Aim of the exercise: Swap every "vertex pairs" in the entries below for "coordinate pairs", and write out all the entries again with nothing else changed.

Provided information:
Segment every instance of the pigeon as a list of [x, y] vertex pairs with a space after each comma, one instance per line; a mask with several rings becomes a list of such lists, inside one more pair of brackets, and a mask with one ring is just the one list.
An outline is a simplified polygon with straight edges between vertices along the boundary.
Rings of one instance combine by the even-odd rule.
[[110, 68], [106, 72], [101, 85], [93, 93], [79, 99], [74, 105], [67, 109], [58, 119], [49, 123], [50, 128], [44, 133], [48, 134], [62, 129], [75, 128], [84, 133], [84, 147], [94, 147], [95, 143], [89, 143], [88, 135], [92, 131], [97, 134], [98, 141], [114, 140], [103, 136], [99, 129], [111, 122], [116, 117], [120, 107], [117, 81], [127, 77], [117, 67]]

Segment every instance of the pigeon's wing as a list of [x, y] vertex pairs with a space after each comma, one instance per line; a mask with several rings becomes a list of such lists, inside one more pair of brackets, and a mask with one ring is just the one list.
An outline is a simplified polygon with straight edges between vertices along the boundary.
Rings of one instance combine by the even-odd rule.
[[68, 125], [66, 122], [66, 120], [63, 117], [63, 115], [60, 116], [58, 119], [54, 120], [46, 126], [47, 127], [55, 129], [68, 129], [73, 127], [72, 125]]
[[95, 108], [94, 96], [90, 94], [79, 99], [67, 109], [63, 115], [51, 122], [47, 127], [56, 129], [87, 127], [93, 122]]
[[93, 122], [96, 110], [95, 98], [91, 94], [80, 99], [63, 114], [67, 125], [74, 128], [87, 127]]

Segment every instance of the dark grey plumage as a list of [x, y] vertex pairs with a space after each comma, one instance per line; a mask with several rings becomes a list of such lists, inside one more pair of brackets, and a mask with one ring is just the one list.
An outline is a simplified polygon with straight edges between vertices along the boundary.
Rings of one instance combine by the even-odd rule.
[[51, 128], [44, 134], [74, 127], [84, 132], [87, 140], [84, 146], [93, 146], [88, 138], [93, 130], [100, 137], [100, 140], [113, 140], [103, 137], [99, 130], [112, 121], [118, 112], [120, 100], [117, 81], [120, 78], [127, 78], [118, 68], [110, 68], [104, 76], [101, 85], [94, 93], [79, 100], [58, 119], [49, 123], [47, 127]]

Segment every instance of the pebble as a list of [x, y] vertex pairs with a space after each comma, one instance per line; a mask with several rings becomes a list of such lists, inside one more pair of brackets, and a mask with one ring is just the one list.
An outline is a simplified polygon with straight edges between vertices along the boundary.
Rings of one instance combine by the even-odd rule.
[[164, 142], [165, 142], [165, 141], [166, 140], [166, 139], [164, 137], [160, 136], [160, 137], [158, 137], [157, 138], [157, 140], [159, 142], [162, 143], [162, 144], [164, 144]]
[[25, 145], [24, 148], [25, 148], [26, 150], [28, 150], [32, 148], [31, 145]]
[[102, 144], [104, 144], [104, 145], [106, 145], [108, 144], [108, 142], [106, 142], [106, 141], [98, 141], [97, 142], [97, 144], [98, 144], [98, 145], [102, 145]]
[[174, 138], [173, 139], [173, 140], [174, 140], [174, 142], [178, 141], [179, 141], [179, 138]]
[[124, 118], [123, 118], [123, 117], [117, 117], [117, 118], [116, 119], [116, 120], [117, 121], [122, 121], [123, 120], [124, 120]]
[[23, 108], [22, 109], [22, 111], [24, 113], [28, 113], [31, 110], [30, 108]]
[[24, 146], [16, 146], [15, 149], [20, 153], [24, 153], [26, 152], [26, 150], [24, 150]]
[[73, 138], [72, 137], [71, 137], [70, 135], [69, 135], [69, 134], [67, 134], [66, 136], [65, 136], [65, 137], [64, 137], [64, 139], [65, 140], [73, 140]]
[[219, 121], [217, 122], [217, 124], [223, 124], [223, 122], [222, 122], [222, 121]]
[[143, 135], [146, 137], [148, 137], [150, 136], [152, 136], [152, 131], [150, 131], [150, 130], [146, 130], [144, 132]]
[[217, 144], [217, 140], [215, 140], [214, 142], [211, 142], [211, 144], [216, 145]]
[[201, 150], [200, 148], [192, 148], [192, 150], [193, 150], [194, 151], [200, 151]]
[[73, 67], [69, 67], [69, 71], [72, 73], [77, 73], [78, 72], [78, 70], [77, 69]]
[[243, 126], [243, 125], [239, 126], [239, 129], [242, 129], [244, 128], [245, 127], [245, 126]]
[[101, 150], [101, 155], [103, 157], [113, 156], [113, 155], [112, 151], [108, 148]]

Reply to the task:
Segment every instance of the pigeon as a list of [x, y] coordinate pairs with a space after each comma, one instance per line; a mask with several rings becomes a list of such lists, inside one more pair of brackets, and a mask with one ring is just the one list.
An outline is a simplified polygon with straight edges between vertices along the boundary.
Rings of one instance combine by the even-odd rule.
[[110, 68], [106, 72], [101, 85], [93, 93], [79, 99], [74, 105], [67, 109], [58, 119], [49, 123], [50, 128], [44, 133], [48, 134], [62, 129], [75, 128], [84, 133], [84, 147], [94, 147], [95, 143], [89, 143], [88, 135], [92, 131], [97, 134], [98, 141], [114, 140], [103, 136], [99, 129], [111, 122], [116, 117], [120, 107], [117, 81], [127, 77], [117, 67]]

Segment every instance of the pigeon's wing as a list of [x, y] coordinate pairs with a space after each comma, one instance per line; a mask with several rings becomes a list of such lists, inside one more pair of brackets, and a mask with one ring is just the one list.
An outline is a simplified polygon with straight edges between vertices along the boundary.
Rings of one instance combine by the even-odd rule.
[[68, 125], [66, 122], [66, 120], [63, 117], [63, 115], [60, 116], [58, 119], [54, 120], [46, 126], [47, 127], [55, 129], [68, 129], [73, 127], [72, 125]]
[[95, 108], [94, 96], [90, 94], [79, 99], [67, 109], [63, 115], [51, 122], [47, 127], [56, 129], [87, 127], [93, 122]]
[[93, 122], [96, 110], [95, 98], [91, 94], [80, 99], [63, 114], [67, 125], [74, 128], [87, 127]]

Segment every instance of the dark grey plumage as a list of [x, y] coordinate pairs with a space after each comma, one instance per line; a mask with several rings becomes a list of such lists, inside one more pair of brackets, and a mask with one ring is just the one list.
An outline is a simplified polygon with straight edges between vertices along the boundary.
Rings of one instance combine by the even-odd rule.
[[51, 128], [44, 134], [74, 127], [84, 132], [87, 140], [84, 146], [93, 146], [88, 138], [93, 130], [100, 137], [100, 140], [113, 140], [103, 137], [99, 130], [112, 121], [118, 112], [120, 100], [117, 81], [120, 78], [127, 78], [118, 68], [110, 68], [104, 76], [101, 85], [94, 93], [79, 100], [58, 119], [49, 123], [47, 127]]

Segment every instance of the pebble as a list of [x, y] coordinate pairs with a space after each comma, one instance per line; a mask with several rings becomes a list of such lists, inside one more pair of brackets, and a mask with one ring is just the one list.
An outline is a simplified polygon with straight edges between vertices along the boundary.
Rings of one instance combine by the even-odd rule.
[[164, 142], [165, 142], [165, 141], [166, 140], [166, 139], [164, 137], [160, 136], [160, 137], [158, 137], [157, 138], [157, 140], [159, 142], [162, 143], [162, 144], [164, 144]]
[[25, 145], [24, 148], [25, 148], [26, 150], [28, 150], [32, 148], [31, 145]]
[[102, 144], [104, 144], [104, 145], [106, 145], [108, 144], [108, 142], [106, 142], [106, 141], [98, 141], [97, 142], [97, 144], [98, 144], [98, 145], [102, 145]]
[[174, 138], [173, 139], [173, 140], [174, 140], [174, 142], [178, 141], [179, 141], [179, 138]]
[[124, 118], [123, 118], [123, 117], [117, 117], [117, 118], [116, 119], [116, 120], [117, 121], [122, 121], [123, 120], [124, 120]]
[[23, 108], [22, 109], [22, 111], [24, 113], [28, 113], [31, 110], [30, 108]]
[[24, 146], [16, 146], [15, 149], [20, 153], [24, 153], [26, 152], [26, 150], [24, 150]]
[[73, 138], [72, 137], [71, 137], [70, 135], [69, 135], [69, 134], [67, 134], [66, 136], [65, 136], [65, 137], [64, 137], [64, 139], [65, 140], [73, 140]]
[[219, 121], [217, 122], [217, 124], [223, 124], [223, 122], [222, 122], [222, 121]]
[[143, 135], [146, 137], [148, 137], [150, 136], [152, 136], [152, 131], [150, 131], [150, 130], [146, 130], [144, 132]]
[[217, 144], [217, 140], [215, 140], [214, 142], [211, 142], [211, 144], [216, 145]]
[[201, 150], [200, 148], [192, 148], [192, 150], [193, 150], [194, 151], [200, 151]]
[[73, 67], [69, 67], [69, 71], [72, 73], [77, 73], [78, 72], [78, 70], [77, 69]]
[[243, 126], [243, 125], [239, 126], [239, 129], [242, 129], [244, 128], [245, 127], [245, 126]]
[[101, 150], [101, 155], [103, 157], [113, 156], [113, 155], [112, 151], [108, 148]]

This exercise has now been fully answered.